• Data to examine:
╭──

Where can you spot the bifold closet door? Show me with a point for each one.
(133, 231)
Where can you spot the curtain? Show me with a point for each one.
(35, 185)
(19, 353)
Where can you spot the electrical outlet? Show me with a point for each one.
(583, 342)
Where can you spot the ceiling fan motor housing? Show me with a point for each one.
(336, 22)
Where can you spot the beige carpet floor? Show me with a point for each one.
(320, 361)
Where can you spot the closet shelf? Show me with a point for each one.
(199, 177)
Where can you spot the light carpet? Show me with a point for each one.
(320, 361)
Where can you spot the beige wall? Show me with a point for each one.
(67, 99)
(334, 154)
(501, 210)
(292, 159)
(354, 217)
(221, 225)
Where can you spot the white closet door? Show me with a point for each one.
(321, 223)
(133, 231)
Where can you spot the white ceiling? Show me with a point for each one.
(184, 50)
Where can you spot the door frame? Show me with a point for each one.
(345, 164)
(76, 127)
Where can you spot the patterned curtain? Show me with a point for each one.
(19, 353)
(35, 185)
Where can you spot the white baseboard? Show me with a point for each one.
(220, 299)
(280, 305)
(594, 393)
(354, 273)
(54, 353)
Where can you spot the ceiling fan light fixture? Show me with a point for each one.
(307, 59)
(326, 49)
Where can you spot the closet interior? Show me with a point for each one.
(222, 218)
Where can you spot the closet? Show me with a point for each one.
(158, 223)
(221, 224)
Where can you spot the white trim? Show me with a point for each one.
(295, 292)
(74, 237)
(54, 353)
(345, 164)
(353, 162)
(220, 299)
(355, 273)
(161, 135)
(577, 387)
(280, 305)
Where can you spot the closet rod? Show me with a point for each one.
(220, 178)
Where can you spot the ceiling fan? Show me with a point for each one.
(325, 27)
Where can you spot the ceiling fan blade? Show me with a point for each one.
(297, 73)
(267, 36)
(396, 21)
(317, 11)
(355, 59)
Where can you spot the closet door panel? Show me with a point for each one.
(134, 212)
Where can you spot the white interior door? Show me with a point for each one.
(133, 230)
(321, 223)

╰──
╭──

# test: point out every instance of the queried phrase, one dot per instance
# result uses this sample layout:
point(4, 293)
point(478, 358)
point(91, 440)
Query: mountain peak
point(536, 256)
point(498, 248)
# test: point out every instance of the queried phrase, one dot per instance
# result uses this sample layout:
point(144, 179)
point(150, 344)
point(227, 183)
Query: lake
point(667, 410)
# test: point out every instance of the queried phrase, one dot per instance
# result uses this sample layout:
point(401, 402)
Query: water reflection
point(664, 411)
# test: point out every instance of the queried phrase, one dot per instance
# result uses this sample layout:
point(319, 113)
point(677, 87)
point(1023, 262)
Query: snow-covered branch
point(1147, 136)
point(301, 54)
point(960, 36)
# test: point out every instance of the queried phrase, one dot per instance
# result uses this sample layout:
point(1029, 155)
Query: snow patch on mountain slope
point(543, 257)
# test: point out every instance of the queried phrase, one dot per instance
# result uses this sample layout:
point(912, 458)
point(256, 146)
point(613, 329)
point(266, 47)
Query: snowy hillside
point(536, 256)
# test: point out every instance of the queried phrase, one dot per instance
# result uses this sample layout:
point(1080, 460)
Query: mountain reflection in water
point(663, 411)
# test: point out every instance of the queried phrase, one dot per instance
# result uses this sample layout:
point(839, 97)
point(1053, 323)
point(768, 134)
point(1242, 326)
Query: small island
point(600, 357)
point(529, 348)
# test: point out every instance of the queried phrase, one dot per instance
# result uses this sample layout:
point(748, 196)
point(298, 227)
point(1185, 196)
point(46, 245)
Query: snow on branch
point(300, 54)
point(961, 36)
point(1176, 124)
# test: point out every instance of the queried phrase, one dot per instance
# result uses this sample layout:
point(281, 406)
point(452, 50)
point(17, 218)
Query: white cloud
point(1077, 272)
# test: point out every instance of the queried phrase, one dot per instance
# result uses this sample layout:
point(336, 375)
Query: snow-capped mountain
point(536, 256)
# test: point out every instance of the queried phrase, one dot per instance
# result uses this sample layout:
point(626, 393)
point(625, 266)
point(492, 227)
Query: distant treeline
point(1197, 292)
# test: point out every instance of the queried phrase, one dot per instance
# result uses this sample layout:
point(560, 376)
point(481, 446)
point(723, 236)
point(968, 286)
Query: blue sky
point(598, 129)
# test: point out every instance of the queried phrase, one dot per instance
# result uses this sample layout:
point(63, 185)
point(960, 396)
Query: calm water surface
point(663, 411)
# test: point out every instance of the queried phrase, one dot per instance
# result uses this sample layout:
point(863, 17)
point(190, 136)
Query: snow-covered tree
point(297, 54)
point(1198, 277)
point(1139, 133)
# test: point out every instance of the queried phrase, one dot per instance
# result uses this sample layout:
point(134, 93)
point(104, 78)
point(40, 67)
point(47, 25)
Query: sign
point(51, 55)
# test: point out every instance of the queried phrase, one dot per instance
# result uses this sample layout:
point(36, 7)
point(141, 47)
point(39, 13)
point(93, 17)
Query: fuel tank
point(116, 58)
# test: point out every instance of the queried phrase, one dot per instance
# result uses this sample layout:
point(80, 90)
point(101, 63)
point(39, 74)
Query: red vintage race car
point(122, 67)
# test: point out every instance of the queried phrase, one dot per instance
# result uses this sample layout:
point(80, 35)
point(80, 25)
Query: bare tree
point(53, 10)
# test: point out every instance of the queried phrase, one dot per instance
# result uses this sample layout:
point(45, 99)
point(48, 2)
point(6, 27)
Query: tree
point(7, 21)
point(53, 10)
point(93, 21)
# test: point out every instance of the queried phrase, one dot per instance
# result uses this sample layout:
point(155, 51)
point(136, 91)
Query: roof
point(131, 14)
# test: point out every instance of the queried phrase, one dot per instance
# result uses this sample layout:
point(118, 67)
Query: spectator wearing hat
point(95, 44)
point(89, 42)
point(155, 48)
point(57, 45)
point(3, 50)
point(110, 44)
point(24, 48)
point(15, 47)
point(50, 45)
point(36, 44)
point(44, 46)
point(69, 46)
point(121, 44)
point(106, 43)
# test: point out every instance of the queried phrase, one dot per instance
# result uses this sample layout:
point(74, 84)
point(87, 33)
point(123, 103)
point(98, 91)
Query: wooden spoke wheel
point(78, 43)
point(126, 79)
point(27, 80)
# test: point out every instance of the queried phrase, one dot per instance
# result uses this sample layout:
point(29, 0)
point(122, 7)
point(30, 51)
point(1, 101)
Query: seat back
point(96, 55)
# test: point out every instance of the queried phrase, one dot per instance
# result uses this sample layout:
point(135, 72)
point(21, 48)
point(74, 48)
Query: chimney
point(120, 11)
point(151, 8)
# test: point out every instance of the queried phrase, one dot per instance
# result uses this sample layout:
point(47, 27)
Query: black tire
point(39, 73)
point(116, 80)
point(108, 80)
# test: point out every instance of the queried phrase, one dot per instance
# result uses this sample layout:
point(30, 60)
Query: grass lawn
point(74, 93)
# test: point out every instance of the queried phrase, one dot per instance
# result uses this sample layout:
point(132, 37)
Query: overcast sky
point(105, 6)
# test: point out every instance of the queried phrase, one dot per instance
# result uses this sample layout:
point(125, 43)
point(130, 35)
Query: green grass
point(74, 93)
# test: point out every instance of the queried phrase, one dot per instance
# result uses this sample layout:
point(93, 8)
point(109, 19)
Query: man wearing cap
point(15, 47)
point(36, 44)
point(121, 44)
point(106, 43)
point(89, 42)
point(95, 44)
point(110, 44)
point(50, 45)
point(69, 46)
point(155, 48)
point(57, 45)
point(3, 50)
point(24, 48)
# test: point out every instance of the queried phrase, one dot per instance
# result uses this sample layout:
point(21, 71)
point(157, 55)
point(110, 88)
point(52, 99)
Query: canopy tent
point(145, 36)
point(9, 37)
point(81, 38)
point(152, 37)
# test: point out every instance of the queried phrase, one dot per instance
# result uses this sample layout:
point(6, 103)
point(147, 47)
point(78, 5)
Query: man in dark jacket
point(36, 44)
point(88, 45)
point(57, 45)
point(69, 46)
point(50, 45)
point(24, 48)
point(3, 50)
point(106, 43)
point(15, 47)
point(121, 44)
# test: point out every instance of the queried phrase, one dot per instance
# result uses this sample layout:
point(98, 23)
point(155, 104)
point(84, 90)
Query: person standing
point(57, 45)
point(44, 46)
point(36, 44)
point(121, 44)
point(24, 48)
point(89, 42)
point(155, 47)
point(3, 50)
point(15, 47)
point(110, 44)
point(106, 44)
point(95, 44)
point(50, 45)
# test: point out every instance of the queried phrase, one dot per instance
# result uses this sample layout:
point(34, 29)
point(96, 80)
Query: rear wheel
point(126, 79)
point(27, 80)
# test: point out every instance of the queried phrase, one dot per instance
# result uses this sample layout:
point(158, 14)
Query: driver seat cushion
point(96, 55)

╰──

• What you will do: In the data above, retype exactly and only the lines between the one holding "Query: tree" and the one holding "point(118, 67)", inclusive.

• Output:
Query: tree
point(7, 21)
point(53, 10)
point(93, 21)
# test: point out every instance of the queried phrase, one dot per instance
# result uses this sample layout:
point(155, 51)
point(136, 91)
Query: roof
point(131, 14)
# test: point out every instance of the queried phrase, one dot per instance
# result uses this sample layout:
point(118, 67)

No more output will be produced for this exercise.